Task item — Decide whether each statement agrees with the passage on volumetric compression, answering yes or no and quoting the words of the passage that settle it. (a) The method cut training time from 30 minutes to 11 minutes. (b) The method depends on a hierarchical data structure. (c) The method reached a compression rate of 20.

Given passage —

Accelerated Volumetric Compression without Hierarchies: A Fourier Feature Based Implicit Neural Representation Approach
This provides a scalable, structure-free solution for practical applications in fields like medical imaging, scientific simulation, and entertainment, though it is incremental as it builds on coordinate-based neural representations.
The paper tackled volumetric data compression by introducing a structure-free neural method using Fourier feature encoding and selective voxel sampling, which reduced training time by 63.7% (from 30 to 11 minutes) with minor quality loss (PSNR dropped 0.59 dB and SSIM by 0.008) and achieved a compression rate of 14.

(Referring expression pointing data)
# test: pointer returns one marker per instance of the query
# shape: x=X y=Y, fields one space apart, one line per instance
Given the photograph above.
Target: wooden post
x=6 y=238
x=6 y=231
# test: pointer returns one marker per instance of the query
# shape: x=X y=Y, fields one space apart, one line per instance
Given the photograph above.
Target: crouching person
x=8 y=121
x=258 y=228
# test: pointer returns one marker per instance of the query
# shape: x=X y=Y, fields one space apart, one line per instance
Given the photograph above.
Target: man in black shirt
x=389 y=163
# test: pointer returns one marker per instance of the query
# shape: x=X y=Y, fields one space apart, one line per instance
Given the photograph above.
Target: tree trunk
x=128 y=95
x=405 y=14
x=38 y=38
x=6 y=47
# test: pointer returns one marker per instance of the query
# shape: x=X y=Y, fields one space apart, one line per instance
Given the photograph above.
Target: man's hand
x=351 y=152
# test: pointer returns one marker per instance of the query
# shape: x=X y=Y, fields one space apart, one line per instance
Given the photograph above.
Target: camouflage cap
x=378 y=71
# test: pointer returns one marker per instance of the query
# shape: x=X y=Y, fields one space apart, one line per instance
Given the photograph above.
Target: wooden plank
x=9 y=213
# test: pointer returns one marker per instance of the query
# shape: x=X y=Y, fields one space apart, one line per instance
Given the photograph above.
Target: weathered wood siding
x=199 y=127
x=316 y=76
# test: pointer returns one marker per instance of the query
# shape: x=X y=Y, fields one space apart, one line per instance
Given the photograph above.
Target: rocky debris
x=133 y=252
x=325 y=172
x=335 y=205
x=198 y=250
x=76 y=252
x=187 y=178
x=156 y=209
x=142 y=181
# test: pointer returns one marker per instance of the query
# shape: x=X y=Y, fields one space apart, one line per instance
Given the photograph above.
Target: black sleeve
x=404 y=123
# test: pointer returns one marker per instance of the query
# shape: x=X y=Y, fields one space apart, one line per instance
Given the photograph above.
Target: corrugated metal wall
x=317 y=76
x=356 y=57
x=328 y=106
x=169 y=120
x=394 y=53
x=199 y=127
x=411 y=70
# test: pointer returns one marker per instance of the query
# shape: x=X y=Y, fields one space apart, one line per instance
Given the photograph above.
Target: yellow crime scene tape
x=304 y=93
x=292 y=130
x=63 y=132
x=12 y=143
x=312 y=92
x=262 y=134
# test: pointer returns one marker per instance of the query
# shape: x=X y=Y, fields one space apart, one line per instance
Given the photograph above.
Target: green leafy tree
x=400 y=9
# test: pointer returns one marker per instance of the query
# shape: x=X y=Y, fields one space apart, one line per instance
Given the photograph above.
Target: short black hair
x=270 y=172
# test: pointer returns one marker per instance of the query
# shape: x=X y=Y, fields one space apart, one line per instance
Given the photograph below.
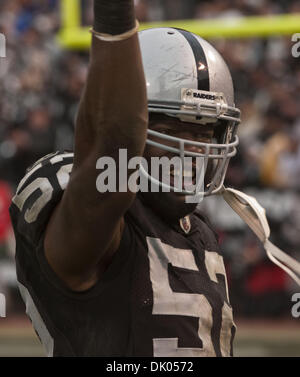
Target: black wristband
x=114 y=16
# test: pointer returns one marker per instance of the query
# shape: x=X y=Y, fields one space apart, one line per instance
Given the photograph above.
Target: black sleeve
x=38 y=194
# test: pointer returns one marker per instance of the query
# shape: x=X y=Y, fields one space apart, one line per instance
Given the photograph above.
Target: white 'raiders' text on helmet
x=188 y=79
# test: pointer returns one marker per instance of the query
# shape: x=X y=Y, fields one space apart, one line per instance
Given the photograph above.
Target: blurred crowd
x=41 y=85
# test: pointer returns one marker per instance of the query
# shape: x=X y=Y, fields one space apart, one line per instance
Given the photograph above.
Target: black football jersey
x=163 y=295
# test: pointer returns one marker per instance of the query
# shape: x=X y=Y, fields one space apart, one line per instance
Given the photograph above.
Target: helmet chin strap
x=254 y=216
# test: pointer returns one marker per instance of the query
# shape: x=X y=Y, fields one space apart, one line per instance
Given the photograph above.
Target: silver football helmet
x=188 y=79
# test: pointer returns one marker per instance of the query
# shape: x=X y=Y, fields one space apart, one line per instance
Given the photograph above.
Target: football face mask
x=188 y=79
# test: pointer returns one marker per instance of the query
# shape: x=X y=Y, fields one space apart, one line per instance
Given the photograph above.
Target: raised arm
x=86 y=227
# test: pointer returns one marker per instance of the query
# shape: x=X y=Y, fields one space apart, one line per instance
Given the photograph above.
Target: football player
x=120 y=274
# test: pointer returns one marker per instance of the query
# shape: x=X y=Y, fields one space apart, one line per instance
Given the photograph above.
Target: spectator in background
x=41 y=85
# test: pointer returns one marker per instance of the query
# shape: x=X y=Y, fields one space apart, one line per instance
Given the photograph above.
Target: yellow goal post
x=73 y=35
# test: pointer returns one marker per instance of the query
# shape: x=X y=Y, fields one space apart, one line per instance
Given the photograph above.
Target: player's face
x=170 y=204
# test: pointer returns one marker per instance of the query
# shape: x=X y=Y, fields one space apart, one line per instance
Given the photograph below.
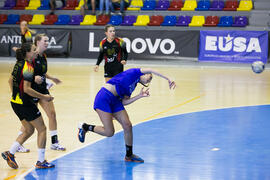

Worked solution —
(a) Yes: "reduced training time by 63.7% (from 30 to 11 minutes)"
(b) No: "introducing a structure-free neural method"
(c) No: "achieved a compression rate of 14"